● SHORT EXERCISE: Quote all of the entries word for word.

● DATA SUPPLIED:
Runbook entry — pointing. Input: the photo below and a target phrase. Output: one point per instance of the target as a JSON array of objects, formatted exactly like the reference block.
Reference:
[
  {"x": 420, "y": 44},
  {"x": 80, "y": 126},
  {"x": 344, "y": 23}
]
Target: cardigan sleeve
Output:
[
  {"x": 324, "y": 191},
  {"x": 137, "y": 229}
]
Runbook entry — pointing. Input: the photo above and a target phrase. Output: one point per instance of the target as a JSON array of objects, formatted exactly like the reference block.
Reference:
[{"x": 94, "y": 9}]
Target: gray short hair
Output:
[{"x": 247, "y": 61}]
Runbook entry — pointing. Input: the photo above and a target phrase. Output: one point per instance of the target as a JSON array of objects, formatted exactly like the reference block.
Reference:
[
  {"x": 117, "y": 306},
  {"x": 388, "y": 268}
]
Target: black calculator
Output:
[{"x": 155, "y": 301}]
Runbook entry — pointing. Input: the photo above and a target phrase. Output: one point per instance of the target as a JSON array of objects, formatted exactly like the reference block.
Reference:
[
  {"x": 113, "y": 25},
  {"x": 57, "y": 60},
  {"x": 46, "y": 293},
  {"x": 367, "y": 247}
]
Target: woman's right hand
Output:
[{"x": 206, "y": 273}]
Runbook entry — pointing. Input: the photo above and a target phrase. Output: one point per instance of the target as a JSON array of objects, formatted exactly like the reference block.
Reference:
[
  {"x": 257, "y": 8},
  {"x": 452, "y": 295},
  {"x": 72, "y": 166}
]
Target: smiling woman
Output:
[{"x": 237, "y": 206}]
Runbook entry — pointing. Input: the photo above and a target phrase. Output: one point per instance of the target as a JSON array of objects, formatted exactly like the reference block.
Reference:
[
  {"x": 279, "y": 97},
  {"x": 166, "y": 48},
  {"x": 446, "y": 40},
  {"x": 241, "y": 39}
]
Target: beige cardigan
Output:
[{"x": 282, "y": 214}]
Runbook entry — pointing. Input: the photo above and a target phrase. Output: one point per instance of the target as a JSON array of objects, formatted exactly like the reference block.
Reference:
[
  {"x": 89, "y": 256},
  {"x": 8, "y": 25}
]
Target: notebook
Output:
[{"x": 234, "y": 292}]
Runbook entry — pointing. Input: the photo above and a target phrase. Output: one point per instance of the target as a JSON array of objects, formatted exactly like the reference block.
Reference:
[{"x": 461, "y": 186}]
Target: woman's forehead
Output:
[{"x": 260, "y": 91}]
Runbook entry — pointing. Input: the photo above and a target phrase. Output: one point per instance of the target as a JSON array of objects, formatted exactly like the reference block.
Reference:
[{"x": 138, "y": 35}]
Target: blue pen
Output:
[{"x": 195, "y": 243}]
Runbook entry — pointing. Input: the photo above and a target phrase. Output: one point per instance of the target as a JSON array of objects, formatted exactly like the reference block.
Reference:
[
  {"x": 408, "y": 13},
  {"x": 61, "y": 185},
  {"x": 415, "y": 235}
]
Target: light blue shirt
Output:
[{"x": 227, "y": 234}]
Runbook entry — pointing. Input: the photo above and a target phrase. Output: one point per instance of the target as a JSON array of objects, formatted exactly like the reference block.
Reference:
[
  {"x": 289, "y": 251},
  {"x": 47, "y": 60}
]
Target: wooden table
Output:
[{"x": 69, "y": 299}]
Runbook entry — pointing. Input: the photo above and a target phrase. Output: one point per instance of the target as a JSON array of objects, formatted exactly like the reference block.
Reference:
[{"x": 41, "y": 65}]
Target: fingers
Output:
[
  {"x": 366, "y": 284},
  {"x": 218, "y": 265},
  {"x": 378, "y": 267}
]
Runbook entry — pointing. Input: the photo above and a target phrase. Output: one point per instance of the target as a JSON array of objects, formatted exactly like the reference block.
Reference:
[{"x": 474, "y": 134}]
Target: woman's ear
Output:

● THE OUTPUT:
Runbook entry — pointing. Input: the photo below and a target phrase. Output: one point per instance of the target as a JSON array of objects, formatted exactly like the reference block.
Reference:
[
  {"x": 420, "y": 44},
  {"x": 80, "y": 126},
  {"x": 344, "y": 23}
]
Target: cardigan sleeve
Output:
[
  {"x": 324, "y": 191},
  {"x": 137, "y": 229}
]
Runbook entry — pointing. Input: the photo above and a target phrase. Output: one point per instance of the target as a JSON array of objects, formatted exactly like the reference block.
Reference:
[{"x": 94, "y": 9}]
Target: gray short hair
Output:
[{"x": 247, "y": 61}]
Runbook entry — pointing. Input: the photo above and a target phrase. Output: one point per instance of the target as a JSON array of objects, formatted exactly like the reference block.
Reference:
[
  {"x": 117, "y": 306},
  {"x": 388, "y": 268}
]
Target: black calculator
Output:
[{"x": 155, "y": 301}]
Runbook entry — pointing. Input: the photo above and a target phrase. Output: one point per instance of the target as a JSON array of objects, formatted exactly like the reference block.
Reference:
[
  {"x": 113, "y": 25},
  {"x": 57, "y": 60},
  {"x": 46, "y": 293},
  {"x": 367, "y": 247}
]
Target: woman's right hand
Output:
[{"x": 206, "y": 273}]
Runbook entry — pointing. Input: the photo above and a target phrase. Output: one point per instance of the target as a JSON array of objects, formatted exactly like the reference block.
Reference:
[
  {"x": 257, "y": 8},
  {"x": 452, "y": 295},
  {"x": 72, "y": 166}
]
Target: smiling woman
Output:
[{"x": 237, "y": 206}]
Runbook entry — pointing. Input: the photo above and a target phrase. Output: one point per instance of the target as a JSON array of objects, formatted exactly like the reference block.
Reference:
[
  {"x": 279, "y": 97},
  {"x": 166, "y": 48},
  {"x": 446, "y": 40},
  {"x": 241, "y": 39}
]
Target: beige cardigan
Output:
[{"x": 282, "y": 214}]
Runbook entry — pointing. Input: the photo above and a target phrase. Output: one point per instance of the target as a JSON array of objects, formatted exactly like the reference block.
Reference:
[
  {"x": 89, "y": 256},
  {"x": 8, "y": 25}
]
Target: notebook
Output:
[{"x": 234, "y": 292}]
Runbook entry — pointing. Input: the photo above and a target phrase. Output: one point per instance of the target as a JSON array of objects, formatted exactly like the reference block.
Reference:
[{"x": 461, "y": 186}]
Target: woman's forehead
Output:
[{"x": 260, "y": 91}]
Runbook entry — pointing. Input: the photo above and a target phrase. Output: one point per instance of the target as a JSON array of objects, formatted exactly like the reference block.
Reference:
[{"x": 138, "y": 35}]
Target: blue pen
Output:
[{"x": 195, "y": 243}]
Runbook entry — pointing. Input: the photo above and a target phrase. Output: one point per instance of the target as a JSON array of objects, formatted exactly like the reference block.
Reference:
[
  {"x": 408, "y": 13},
  {"x": 61, "y": 185},
  {"x": 415, "y": 235}
]
Target: light blue shirt
Output:
[{"x": 227, "y": 234}]
Runbook entry — pointing. Input: the photo above and a target phrase. Output: one point per instance of the target as a JSON array of objects, formatted exactly like the reference block.
Reference:
[
  {"x": 289, "y": 251},
  {"x": 47, "y": 60}
]
Target: wooden table
Output:
[{"x": 69, "y": 299}]
Runbook entry — pointing. Input: the photo above and a target phrase. Output: one point per instance of the target as a JSON array of objects, formatted exactly like the reference block.
Reference:
[{"x": 41, "y": 65}]
Target: fingers
Output:
[
  {"x": 366, "y": 284},
  {"x": 218, "y": 265},
  {"x": 378, "y": 267}
]
Runbook entry — pointing. Input: the photo above and a target phrase. Output: one point per instance of the target as a JSON array of objects, formatted exactly like the reference block.
Reference:
[{"x": 474, "y": 134}]
Target: woman's ear
Output:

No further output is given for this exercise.